--- Selection ---
◆ ◆ ◆ ◆

6.4.2 Guidelines and examples

What are good guidelines for projects featuring the characteristics outlined above? One theme arising from our discussion so far is that flashy, advanced technology misses the point when it comes to effective classroom use. As far as the Internet is concerned, its great value in the classroom is as a very rich and copious supply of up-to-date information. This information exists in many forms. It may be as archived "knowledge" in WWW pages, Usenet newsgroups, gopher sites, and Internet databases, or it may be in a less tangible form such as cultural contact.

The Internet has vastly shrunk the world. It is now possible for individuals to contact and discourse easily and directly with individuals and organisations across the globe. Previously, such contact was usually unidirectional, in the form of films and videos, passively observed, which deliver only a very high-level impression (usually lacking in context) of what the culture is really like. They miss the richness of detail that direct contact can bring. After all, if one could know what another country was like just from reading a travel brochure or watching a video, there would be no need for people to go on holiday there. But of course we do, so we can gain the benefits that accrue from direct experience.

One way to use the WWW effectively in the classroom, therefore, is to involve it directly in every lesson as a source of information. Textbooks are usually inadequate in terms of being up to date and in their depth and breadth of coverage. When local information resources are inadequate, one can turn to the Internet by posting a query to an appropriate Usenet newsgroup, or searching the WWW using a search engine. The Internet is also an ideal outlet for timely and ephemeral information that likely would never appear in textbooks, or would take years to do so. One example of this is the impact of the Shoemaker-Levy comet on Jupiter in 1995. The Internet had contemporaneous digital video of this event, available over the WWW, along with supporting information. Many sites also carried images of the Hyakatuke comet when it made its close pass of the Earth in 1996.

◆ ◆ ◆ ◆

--- Dataset excerpt ---
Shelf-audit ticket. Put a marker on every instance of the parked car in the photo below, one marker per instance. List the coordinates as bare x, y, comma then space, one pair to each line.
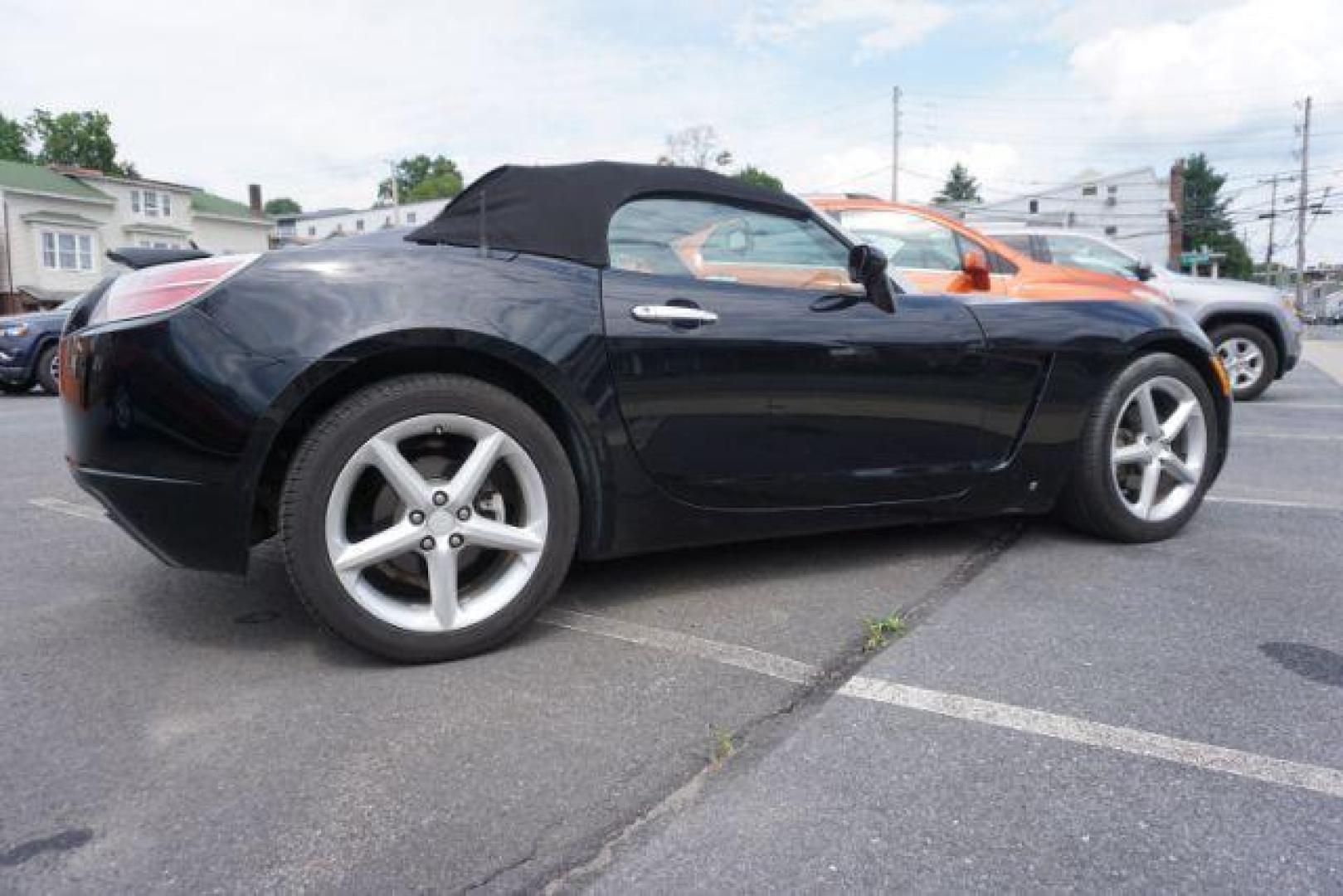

◆ ◆ ◆ ◆

--- Written task ---
Quote the entire section on guidelines and examples for using the Internet in the classroom, word for word. The listing has no role in this exercise.

--- Solution for this exercise ---
6.4.2 Guidelines and examples

What are good guidelines for projects featuring the characteristics outlined above? One theme arising from our discussion so far is that flashy, advanced technology misses the point when it comes to effective classroom use. As far as the Internet is concerned, its great value in the classroom is as a very rich and copious supply of up-to-date information. This information exists in many forms. It may be as archived "knowledge" in WWW pages, Usenet newsgroups, gopher sites, and Internet databases, or it may be in a less tangible form such as cultural contact.

The Internet has vastly shrunk the world. It is now possible for individuals to contact and discourse easily and directly with individuals and organisations across the globe. Previously, such contact was usually unidirectional, in the form of films and videos, passively observed, which deliver only a very high-level impression (usually lacking in context) of what the culture is really like. They miss the richness of detail that direct contact can bring. After all, if one could know what another country was like just from reading a travel brochure or watching a video, there would be no need for people to go on holiday there. But of course we do, so we can gain the benefits that accrue from direct experience.

One way to use the WWW effectively in the classroom, therefore, is to involve it directly in every lesson as a source of information. Textbooks are usually inadequate in terms of being up to date and in their depth and breadth of coverage. When local information resources are inadequate, one can turn to the Internet by posting a query to an appropriate Usenet newsgroup, or searching the WWW using a search engine. The Internet is also an ideal outlet for timely and ephemeral information that likely would never appear in textbooks, or would take years to do so. One example of this is the impact of the Shoemaker-Levy comet on Jupiter in 1995. The Internet had contemporaneous digital video of this event, available over the WWW, along with supporting information. Many sites also carried images of the Hyakatuke comet when it made its close pass of the Earth in 1996.